A run of records

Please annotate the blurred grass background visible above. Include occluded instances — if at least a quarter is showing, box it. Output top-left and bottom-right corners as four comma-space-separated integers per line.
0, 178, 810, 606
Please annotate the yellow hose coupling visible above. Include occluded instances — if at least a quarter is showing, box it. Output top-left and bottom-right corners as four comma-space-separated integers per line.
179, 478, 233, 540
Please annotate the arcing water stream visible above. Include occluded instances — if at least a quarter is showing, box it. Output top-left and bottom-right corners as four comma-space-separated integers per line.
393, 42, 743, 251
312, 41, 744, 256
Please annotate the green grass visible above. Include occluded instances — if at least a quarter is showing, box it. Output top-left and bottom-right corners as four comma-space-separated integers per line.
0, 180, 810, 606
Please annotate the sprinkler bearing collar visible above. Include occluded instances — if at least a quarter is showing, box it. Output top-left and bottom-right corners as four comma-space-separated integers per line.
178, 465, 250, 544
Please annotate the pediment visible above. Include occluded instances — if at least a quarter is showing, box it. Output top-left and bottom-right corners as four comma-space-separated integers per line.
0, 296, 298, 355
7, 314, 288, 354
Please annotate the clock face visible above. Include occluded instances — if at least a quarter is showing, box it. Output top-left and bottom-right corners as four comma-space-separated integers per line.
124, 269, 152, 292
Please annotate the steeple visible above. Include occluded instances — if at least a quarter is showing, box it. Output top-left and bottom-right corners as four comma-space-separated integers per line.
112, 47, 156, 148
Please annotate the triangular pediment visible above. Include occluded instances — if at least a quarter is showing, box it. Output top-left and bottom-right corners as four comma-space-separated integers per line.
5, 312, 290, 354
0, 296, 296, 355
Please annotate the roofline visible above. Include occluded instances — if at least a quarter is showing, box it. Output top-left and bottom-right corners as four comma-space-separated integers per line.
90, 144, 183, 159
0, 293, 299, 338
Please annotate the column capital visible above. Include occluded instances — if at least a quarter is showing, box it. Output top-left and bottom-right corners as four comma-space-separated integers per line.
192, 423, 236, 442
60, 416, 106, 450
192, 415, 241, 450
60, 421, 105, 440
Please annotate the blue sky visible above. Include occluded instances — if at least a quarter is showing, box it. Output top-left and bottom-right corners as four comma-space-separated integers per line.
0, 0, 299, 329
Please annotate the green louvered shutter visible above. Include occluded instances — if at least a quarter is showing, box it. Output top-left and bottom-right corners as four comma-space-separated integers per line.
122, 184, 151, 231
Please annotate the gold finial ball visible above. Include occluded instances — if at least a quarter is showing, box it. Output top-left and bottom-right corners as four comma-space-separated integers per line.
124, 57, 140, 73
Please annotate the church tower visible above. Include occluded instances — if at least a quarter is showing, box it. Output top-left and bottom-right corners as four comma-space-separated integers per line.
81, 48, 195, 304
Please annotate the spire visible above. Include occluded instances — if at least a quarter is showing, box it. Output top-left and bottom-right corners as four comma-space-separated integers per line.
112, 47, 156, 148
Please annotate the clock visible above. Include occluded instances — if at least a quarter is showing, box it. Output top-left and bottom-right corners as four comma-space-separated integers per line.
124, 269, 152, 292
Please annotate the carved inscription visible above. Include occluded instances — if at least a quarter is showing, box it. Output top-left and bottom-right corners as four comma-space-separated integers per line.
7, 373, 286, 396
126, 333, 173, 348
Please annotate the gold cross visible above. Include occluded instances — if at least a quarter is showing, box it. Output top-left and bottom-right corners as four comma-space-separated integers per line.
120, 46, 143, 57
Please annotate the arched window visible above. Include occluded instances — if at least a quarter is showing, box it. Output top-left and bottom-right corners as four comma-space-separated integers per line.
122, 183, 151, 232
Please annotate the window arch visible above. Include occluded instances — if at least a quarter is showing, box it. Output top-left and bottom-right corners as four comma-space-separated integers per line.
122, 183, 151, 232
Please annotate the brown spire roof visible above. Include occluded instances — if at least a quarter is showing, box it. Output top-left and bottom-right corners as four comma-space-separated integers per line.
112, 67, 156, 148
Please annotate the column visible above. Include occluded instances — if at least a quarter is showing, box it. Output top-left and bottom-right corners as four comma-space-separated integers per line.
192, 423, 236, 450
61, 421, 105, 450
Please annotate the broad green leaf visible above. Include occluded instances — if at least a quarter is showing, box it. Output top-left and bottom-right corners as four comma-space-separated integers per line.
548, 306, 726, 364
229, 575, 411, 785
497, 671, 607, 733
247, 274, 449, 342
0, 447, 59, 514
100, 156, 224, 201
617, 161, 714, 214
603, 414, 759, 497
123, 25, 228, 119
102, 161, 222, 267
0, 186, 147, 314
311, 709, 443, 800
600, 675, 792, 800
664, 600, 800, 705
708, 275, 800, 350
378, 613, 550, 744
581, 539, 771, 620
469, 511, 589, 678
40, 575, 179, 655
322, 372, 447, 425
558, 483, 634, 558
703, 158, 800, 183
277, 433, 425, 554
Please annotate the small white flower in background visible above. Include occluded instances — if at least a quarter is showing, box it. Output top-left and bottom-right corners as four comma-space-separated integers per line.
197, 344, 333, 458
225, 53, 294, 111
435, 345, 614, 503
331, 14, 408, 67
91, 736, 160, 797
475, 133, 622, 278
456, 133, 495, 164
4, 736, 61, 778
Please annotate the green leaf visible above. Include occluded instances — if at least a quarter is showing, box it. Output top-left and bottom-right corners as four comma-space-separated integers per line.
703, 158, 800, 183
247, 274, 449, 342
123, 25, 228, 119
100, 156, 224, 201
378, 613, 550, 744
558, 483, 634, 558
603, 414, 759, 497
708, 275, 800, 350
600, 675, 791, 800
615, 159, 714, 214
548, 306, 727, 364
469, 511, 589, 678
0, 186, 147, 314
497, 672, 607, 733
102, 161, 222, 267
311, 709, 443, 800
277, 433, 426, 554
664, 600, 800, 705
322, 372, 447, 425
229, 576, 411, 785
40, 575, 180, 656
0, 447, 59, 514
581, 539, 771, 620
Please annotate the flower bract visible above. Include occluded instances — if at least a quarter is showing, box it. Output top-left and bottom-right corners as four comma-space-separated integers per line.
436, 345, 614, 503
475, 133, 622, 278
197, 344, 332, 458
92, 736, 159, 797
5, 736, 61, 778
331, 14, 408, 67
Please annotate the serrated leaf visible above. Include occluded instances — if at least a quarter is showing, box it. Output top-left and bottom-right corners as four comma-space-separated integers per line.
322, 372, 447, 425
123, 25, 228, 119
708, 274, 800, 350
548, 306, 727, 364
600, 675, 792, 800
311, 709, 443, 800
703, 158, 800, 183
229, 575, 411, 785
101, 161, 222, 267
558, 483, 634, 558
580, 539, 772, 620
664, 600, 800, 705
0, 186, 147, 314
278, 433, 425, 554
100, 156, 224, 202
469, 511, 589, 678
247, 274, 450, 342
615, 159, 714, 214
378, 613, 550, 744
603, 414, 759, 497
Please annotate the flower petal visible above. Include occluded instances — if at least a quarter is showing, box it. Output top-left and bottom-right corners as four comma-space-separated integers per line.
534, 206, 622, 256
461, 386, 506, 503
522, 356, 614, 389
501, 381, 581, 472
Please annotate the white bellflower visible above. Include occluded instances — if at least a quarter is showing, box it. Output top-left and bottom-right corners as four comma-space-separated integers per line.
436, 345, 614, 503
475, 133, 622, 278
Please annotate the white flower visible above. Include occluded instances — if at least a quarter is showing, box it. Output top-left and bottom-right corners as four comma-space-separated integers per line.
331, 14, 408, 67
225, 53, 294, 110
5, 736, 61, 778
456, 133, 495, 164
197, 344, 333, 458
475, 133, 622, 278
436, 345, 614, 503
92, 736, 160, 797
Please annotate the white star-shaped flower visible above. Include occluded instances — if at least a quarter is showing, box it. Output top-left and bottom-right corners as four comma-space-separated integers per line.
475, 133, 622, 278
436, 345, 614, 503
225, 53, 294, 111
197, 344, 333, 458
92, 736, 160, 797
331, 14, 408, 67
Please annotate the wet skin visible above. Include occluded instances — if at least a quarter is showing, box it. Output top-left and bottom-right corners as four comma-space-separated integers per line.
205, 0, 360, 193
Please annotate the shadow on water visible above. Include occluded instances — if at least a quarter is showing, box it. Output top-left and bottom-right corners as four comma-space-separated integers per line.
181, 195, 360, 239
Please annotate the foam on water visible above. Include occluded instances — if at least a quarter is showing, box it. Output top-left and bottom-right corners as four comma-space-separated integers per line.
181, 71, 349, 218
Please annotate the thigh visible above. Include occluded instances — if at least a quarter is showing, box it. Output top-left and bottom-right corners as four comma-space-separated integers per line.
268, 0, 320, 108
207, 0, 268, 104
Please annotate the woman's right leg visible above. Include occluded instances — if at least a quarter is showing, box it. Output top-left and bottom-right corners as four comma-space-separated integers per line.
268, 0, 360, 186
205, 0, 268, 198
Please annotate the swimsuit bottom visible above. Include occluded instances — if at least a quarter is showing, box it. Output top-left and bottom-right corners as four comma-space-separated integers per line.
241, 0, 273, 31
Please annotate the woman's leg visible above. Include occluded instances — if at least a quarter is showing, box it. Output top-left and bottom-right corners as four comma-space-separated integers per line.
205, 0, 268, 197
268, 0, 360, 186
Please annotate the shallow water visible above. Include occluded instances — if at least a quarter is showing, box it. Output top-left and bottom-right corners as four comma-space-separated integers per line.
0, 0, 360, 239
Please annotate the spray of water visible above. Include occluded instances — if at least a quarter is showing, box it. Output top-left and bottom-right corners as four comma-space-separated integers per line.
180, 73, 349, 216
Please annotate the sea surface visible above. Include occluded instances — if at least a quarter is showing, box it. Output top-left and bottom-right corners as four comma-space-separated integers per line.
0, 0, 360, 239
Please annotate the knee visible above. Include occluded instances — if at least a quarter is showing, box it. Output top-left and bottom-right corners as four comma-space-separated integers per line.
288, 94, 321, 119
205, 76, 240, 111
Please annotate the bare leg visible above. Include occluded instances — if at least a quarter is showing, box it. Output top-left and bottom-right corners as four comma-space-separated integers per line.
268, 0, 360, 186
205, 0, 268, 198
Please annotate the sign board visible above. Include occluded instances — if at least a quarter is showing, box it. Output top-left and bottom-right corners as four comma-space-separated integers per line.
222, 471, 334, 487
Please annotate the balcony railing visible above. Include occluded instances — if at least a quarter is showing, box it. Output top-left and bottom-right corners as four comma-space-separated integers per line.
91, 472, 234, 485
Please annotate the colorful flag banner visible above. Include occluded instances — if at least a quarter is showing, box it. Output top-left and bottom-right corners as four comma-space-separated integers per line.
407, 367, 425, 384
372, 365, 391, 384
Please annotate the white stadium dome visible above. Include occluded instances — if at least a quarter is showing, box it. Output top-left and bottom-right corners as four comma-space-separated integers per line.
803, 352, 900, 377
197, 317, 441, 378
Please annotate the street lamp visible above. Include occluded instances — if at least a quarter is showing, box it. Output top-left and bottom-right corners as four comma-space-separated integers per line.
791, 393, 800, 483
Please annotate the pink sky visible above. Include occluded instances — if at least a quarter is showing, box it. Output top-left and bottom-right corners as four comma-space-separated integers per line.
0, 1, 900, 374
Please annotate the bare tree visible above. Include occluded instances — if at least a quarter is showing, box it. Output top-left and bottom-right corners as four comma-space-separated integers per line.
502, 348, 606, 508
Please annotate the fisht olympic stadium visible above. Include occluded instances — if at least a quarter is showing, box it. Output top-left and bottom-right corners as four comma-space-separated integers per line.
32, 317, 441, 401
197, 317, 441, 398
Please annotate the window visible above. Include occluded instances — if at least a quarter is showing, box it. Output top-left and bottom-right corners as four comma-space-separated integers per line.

- EXERCISE DIRECTIONS:
Copy out the stretch of the listing from the line containing "Please annotate the small" through the line containing "91, 736, 160, 797", word for word.

- RESULT OF THIS EXERCISE:
Please annotate the small white flower in background visible above. Include occluded instances — if at least a quarter is showing, box it. Output top-left and bottom-right corners as four comma-space-separated integers per line.
197, 344, 333, 458
225, 53, 294, 111
435, 345, 614, 503
331, 14, 408, 67
91, 736, 160, 797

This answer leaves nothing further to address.